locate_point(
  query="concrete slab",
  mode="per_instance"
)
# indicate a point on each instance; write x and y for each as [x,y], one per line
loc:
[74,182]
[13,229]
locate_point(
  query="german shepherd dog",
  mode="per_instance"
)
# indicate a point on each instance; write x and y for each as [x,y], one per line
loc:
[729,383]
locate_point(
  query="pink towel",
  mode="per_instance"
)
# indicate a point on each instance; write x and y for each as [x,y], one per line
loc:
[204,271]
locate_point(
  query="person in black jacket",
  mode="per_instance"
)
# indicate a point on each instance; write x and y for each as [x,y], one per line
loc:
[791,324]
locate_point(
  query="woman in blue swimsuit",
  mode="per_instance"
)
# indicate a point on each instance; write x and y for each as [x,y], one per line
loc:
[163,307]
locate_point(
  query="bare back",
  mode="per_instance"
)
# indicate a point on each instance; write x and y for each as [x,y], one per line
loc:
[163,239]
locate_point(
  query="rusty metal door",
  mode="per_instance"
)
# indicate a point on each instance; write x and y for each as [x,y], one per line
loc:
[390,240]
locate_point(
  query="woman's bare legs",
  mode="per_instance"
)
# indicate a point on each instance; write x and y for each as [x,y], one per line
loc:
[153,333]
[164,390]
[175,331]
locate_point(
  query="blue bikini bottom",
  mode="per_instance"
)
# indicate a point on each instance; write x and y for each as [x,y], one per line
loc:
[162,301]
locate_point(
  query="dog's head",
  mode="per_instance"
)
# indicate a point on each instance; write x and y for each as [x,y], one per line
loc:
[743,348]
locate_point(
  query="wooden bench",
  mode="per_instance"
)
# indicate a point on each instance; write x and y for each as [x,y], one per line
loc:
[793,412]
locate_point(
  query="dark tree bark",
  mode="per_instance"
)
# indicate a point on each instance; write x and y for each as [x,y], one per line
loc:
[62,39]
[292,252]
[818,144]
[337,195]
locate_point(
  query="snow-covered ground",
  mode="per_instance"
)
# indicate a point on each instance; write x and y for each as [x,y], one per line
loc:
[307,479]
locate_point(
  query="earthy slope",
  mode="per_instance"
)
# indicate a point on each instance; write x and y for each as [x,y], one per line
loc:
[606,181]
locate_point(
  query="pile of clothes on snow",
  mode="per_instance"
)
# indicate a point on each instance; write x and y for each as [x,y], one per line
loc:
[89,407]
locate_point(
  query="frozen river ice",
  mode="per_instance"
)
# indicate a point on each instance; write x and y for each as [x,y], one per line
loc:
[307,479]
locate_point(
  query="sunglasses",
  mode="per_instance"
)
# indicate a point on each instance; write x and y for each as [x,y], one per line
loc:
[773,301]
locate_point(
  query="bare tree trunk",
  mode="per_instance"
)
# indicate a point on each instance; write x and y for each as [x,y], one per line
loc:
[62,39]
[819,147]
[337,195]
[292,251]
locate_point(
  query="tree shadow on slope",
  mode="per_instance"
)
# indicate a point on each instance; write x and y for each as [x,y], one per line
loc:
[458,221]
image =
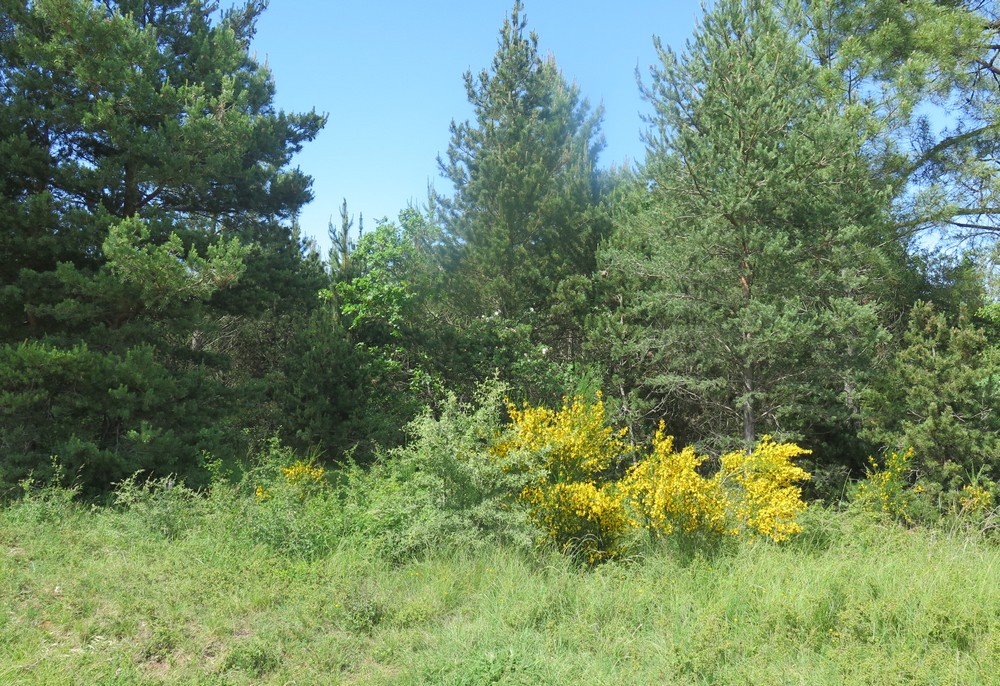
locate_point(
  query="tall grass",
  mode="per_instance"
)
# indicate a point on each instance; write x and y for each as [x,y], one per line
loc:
[174,588]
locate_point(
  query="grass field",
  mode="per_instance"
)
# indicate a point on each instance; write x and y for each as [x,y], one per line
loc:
[112,596]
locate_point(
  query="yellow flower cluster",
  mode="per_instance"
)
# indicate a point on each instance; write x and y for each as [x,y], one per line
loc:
[570,452]
[303,477]
[667,491]
[571,443]
[580,517]
[303,473]
[886,490]
[766,498]
[752,492]
[975,499]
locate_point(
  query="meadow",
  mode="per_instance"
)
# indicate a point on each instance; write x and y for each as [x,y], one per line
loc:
[225,587]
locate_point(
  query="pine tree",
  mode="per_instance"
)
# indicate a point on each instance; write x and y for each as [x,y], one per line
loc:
[144,147]
[524,219]
[745,266]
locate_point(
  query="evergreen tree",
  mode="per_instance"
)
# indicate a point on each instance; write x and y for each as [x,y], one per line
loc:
[142,143]
[524,222]
[745,269]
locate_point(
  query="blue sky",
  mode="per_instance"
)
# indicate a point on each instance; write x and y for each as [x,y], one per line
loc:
[389,74]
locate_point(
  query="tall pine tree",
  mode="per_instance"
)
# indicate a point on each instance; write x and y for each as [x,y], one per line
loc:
[744,268]
[142,142]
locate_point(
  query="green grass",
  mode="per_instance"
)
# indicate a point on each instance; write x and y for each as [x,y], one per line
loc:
[105,596]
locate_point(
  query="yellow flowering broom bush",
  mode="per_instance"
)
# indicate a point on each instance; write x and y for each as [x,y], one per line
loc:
[886,489]
[567,454]
[753,492]
[669,494]
[762,488]
[570,454]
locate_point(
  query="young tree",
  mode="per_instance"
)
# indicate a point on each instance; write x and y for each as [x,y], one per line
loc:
[524,220]
[746,268]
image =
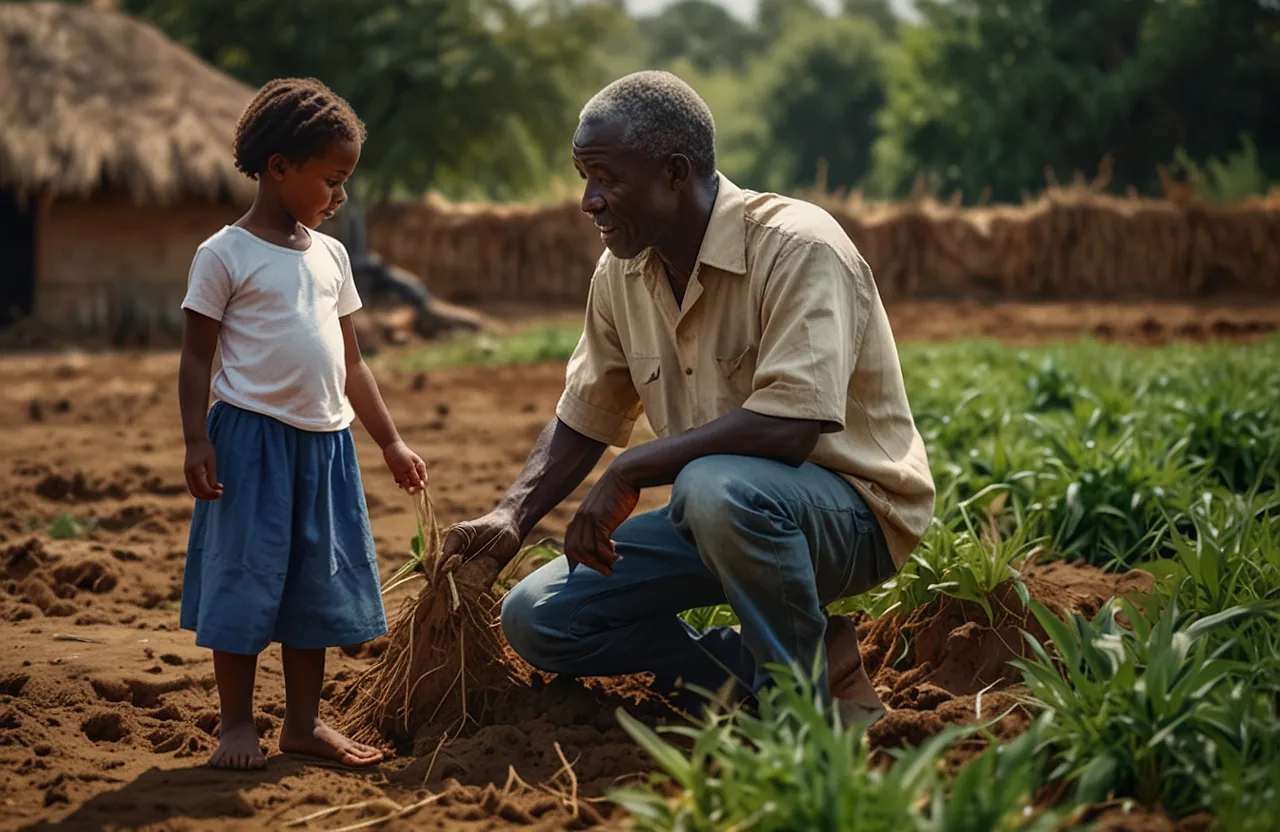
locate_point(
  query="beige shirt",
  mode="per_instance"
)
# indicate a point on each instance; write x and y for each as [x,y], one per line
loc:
[781,318]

> [WRITTEN EXERCISE]: Quote every record above exactly, omitting any pictures they contain.

> [ANSWER TO THE PROBLEM]:
locate_point(
  query="concrete slab",
  mode="per_instance"
)
# indicate a point on each instance; write x and y for each as [x,y], one per line
loc:
[74,182]
[13,229]
locate_point(
  query="german shepherd dog",
  mode="per_instance"
)
# indicate a point on each instance; write x and y for each as [x,y], one per line
loc:
[729,383]
locate_point(
  query="pink towel",
  mode="per_instance"
)
# indicate a point on each instance; write x and y for each as [x,y], one per line
loc:
[204,271]
locate_point(
  query="person in black jacket",
  mode="per_instance"
)
# indicate a point on each instance; write x and y for each as [x,y], one per line
loc:
[791,324]
locate_point(
  query="woman in blue swimsuit",
  mode="per_instance"
)
# indicate a point on each instance; write x and y for each as [x,y], one per line
loc:
[163,307]
locate_point(
  query="bare back",
  mode="per_instance"
)
# indicate a point on each instance; write x and y for each as [x,y], one per line
loc:
[163,239]
locate_point(
  query="rusty metal door",
  mode="per_instance"
)
# indicate a point on each instance; write x and y for each as [x,y], one per line
loc:
[390,240]
locate_point(
  query="woman's bare legs",
  mode="per_instance"
)
# indicate a point on each instance; write x and y for each as [x,y], one per line
loc:
[153,333]
[164,390]
[175,331]
locate_point(
  query="blue bikini bottom",
  mode="per_instance"
)
# indicate a point on each instance; write x and y for each as [x,y], one per line
loc:
[162,301]
locate_point(
  query="dog's head",
  mode="per_instance"
)
# indicate a point on each instance; write x and y for each as [x,y], one per line
loc:
[743,348]
locate_point(
  query="wooden bench",
  mode="per_instance"
)
# indicate a point on each instance; write x and y for each as [x,y], one per line
loc:
[793,412]
locate_point(
  query="dark tree bark",
  mode="per_instance"
)
# indicate a point on each instance; write x and y for each as [x,y], one per line
loc:
[62,39]
[292,252]
[818,144]
[337,195]
locate_point(
  query="snow-covered ground",
  mode="per_instance"
)
# indicate a point on each instance; write x and y for each as [x,y], one per line
loc:
[307,479]
locate_point(
  query="earthy slope",
  mode="per_instance"
)
# indicate a point on each instance; write x and y for each as [x,y], one per line
loc:
[606,181]
locate_point(
  query="pile of clothes on snow",
  mode="per_instance"
)
# indicate a point on each instance; write x and y for each as [x,y], one per line
loc:
[89,407]
locate_point(
  query="frozen river ice",
  mode="per_instance"
)
# indicate a point on each instance; write x and y for each as [x,y], one per line
loc:
[307,479]
locate_point(
  query="sunglasses",
  mode="per_instance"
)
# indicate a point on each instance; write x and y for each as [x,y], one per line
loc:
[773,301]
locate_point(
  query="bare tree trunk",
  mode="per_instance"
)
# indicate a point on each instance; write x and y for each as [x,y], one per line
loc:
[62,39]
[819,147]
[337,195]
[292,251]
locate_point(
  query="tree shadow on slope",
  mode="per_instance"
)
# indicate a point on each instance; write x and y for each as [x,y], one per line
loc:
[458,221]
image =
locate_point(
  query="tall grass",
  mode="per_instance"
)
# indicate a point on each instance; write x and y for each as [x,y], one per line
loc:
[174,588]
locate_point(
  query="grass field",
  mode="per_instance"
)
# indicate a point on each instance; write x and y for each as [x,y], one per line
loc:
[112,596]
locate_point(
  query="yellow flower cluster",
  mode="per_instance"
)
# indicate a point on each instance; write x and y for each as [x,y], one per line
loc:
[570,452]
[303,477]
[667,491]
[571,443]
[580,517]
[303,473]
[886,490]
[766,498]
[752,492]
[975,499]
locate_point(
  query="meadow",
  mode="per_instance"
)
# indicate a point on each instance; write x and y for each as [x,y], one per line
loc:
[225,587]
locate_point(
  query="pine tree",
  mode="per_instance"
)
# indicate a point on each instance; write x and y for each as [x,y], one per line
loc:
[144,147]
[524,219]
[745,266]
locate_point(
  query="evergreen tree",
  mode="per_instance"
)
# indicate a point on each instance; write x and y for each as [x,y], one per line
loc:
[142,143]
[524,222]
[745,269]
locate_point(
  query="blue sky",
  mode="per_instance"
)
# indicate a point on each instance; write x and y for each as [x,y], one per line
loc:
[389,74]
locate_point(
  query="tall pine tree",
  mode="per_instance"
)
# indicate a point on each instance; write x and y for each as [x,y], one per line
loc:
[744,268]
[142,142]
locate_point(
  query="green grass",
  mode="per_instance"
)
# indicate a point on each instance; write x and y for each as [x,y], one per line
loc:
[105,596]
locate_point(
  query="yellow flowering broom bush",
  mode="per_instance"
)
# indicate a point on each instance; write x and y for each as [x,y], one per line
loc:
[886,489]
[567,454]
[753,492]
[669,494]
[762,488]
[570,454]
locate_point(
  query="young tree",
  mode="per_instance"
)
# indicate a point on each instance; write x and y for each as [x,y], one per line
loc:
[524,220]
[746,268]
image =
locate_point(
  query="beige shirt",
  mode="per_instance"
)
# indicate a point on each instance; write x and y for each as [x,y], one per line
loc:
[781,318]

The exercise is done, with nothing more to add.